▶ _Consigne_
Dans l'extrait sur l'esprit religieux, relevez tous les sens que le texte donne au mot latin dont vient « religion ».

L'esprit religieux n'habite-t-il que les religions ?
Extrait du document
«
A la lettre.
le sujet nous invite à repérer du religieux hors des religions.
qui ne seraient plus alors qu'une
incarnation (parmi d'autres) d'un "esprit religieux".
Cette dernière notion exige évidemment une analyse approfondie qui constituera l'essentiel du travail.
Afin de
répondre à la question, on devra se demander dans quelle mesure les thèmes essentiels à l'oeuvre dans les religions
(existence d'un Dieu ou de dieux, soumission de la créature à son créateur, vénération, prière, etc..) peuvent aussi
se repérer hors des religions.
uand on demande à une personne si elle est croyante, on pense à une croyance religieuse.
Mais on peut aussi se
croire plus malin qu'on n'est, ou croire ce que l'on nous dit, par exemple.
Une personne sans religion, qui n'en
pratique aucune, ou qui est athée - qui affirme qu'il n'y a pas de dieu - pourrait-elle avoir des croyances autres que
les croyances quotidiennes mentionnées plus haut?
[L'esprit religieux, c'est une attitude de révérence craintive
devant les mystères de l'existence qui ne peut s'exprimer
qu'à travers les rites et cérémonies d'une religion
avec ses dogmes, ses croyances et son Église.]
Pas d'esprit religieux en dehors des religions
Le mot «religion» vient du latin religion qui signifie, certes, «zèle» et «scrupule» mais aussi et surtout «lien» et
«dépendance».
L'esprit religieux, c'est le sentiment de la dépendance de la créature à l'égard du créateur,
dépendance qui s'exprime à travers des rites que codifient les religions.
L'esprit religieux, c'est la piété qui relie
les hommes à la divinité.
L'esprit religieux, c'est la croyance
La religiosité naît du sentiment qu'a l'homme de sa finitude et de sa dépendance à l'égard d'une puissance qui
le dépasse.
L'attitude de l'esprit religieux, c'est la foi qui est, comme son étymologie [fides] l'indique,
«confiance».
Le fidèle s'en remet à Dieu et croit en des «vérités» révélées et constitutives d'une religion.
Tout «esprit religieux» implique Une religion
même lorsque le «créateur» est une instance abstraite et non théologique comme dans le positivisme,
«religion de l'humanité», d'Auguste Comte, l'esprit religieux, c'est le sentiment d'appartenir à une communauté
régie par des valeurs qui la dépassent, et ce sentiment se traduit nécessairement par une religion.
C'est ce
qui faisait dire à Auguste Comte: «Je suis persuadé que, avant l'année 1860, je prêcherai le positivisme à
Notre-Dame.»
Comte: Religion et humanité
Mais si l'individu doit tout à ses contemporains, à ses concitoyens, la société actuelle doit tout, à son tour,
aux générations qui l'ont précédée.
En termes de connaissances, de découvertes technologiques, d'héritage
culturel, chaque génération est redevable à celles qui l'ont précédée.

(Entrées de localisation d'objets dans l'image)
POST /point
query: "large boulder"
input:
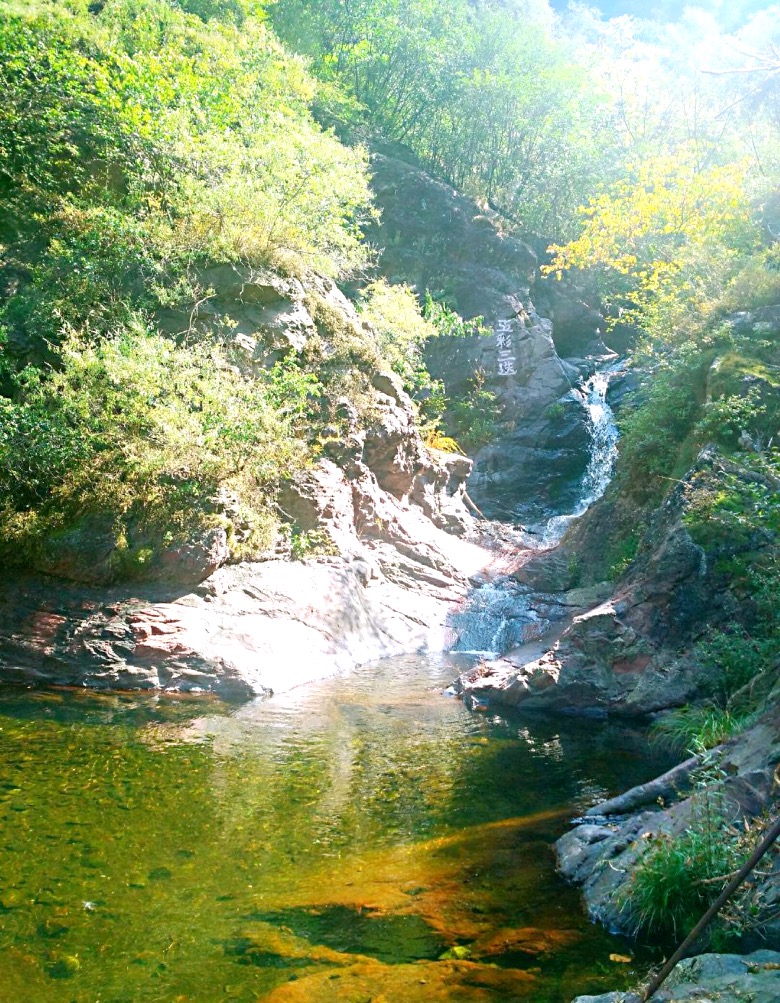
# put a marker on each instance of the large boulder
(433, 238)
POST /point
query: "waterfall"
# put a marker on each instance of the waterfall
(498, 618)
(500, 615)
(604, 451)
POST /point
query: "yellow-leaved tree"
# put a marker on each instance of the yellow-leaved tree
(665, 242)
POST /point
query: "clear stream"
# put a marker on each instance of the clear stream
(334, 844)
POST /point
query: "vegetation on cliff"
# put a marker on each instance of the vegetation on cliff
(144, 141)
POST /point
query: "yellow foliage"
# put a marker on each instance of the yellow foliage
(666, 240)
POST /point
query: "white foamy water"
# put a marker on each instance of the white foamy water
(604, 451)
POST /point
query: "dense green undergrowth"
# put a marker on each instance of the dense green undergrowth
(142, 142)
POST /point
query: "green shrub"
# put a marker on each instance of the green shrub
(655, 431)
(139, 431)
(695, 729)
(679, 877)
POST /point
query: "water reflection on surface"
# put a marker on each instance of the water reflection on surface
(366, 838)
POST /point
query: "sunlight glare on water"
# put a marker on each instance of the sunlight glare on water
(363, 838)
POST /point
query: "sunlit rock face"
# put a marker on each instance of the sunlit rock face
(434, 239)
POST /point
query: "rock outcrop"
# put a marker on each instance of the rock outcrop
(434, 239)
(603, 854)
(728, 978)
(634, 652)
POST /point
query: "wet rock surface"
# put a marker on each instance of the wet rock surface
(602, 854)
(433, 238)
(725, 978)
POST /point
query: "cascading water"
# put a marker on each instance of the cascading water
(499, 615)
(604, 451)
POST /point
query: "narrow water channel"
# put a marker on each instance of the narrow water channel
(363, 839)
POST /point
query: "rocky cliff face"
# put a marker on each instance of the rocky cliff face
(386, 523)
(738, 781)
(434, 239)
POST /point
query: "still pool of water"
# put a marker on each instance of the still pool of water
(365, 839)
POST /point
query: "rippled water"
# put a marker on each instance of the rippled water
(364, 839)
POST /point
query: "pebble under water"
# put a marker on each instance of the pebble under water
(362, 839)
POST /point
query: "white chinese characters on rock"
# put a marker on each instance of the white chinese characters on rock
(506, 362)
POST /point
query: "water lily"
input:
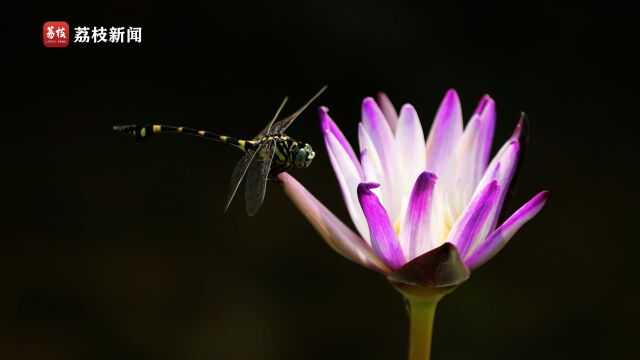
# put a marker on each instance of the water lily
(426, 213)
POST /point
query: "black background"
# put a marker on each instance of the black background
(113, 249)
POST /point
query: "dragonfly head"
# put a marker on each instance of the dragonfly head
(303, 156)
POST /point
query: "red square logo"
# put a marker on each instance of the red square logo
(55, 34)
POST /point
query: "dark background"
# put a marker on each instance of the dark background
(113, 249)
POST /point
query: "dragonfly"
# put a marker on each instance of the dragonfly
(266, 155)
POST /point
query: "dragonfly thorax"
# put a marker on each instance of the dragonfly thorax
(288, 152)
(303, 156)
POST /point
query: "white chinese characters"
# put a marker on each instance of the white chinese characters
(114, 35)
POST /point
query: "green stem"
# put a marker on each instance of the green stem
(421, 314)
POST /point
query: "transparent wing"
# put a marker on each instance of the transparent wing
(267, 129)
(281, 125)
(238, 173)
(257, 177)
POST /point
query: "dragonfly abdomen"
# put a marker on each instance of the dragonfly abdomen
(141, 132)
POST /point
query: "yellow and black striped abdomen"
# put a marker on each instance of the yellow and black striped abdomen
(142, 132)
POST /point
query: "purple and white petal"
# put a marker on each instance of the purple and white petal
(327, 124)
(466, 166)
(415, 234)
(444, 134)
(388, 110)
(411, 147)
(348, 174)
(471, 227)
(496, 240)
(376, 127)
(342, 239)
(383, 237)
(486, 111)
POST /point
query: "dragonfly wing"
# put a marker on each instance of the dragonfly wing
(267, 129)
(238, 173)
(257, 177)
(281, 125)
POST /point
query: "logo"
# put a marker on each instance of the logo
(55, 34)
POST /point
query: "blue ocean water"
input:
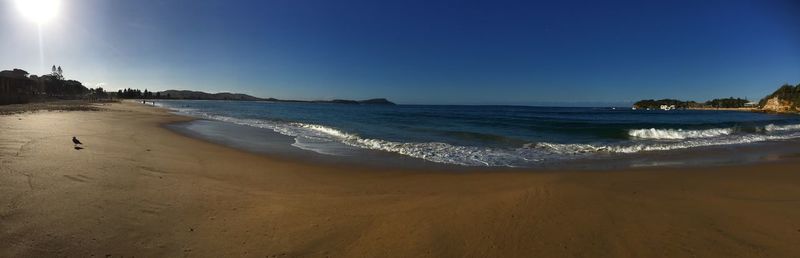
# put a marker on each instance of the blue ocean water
(513, 136)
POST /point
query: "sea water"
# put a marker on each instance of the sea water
(511, 136)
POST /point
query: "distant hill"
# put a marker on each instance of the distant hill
(380, 101)
(785, 99)
(199, 95)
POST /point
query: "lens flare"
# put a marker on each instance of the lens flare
(39, 11)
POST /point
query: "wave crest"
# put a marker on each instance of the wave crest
(678, 134)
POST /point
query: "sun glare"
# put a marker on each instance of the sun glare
(39, 11)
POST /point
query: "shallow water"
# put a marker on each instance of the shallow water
(511, 136)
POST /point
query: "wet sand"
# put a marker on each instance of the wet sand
(139, 189)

▶ _Réponse_
« zèle », « scrupule », « lien », « dépendance »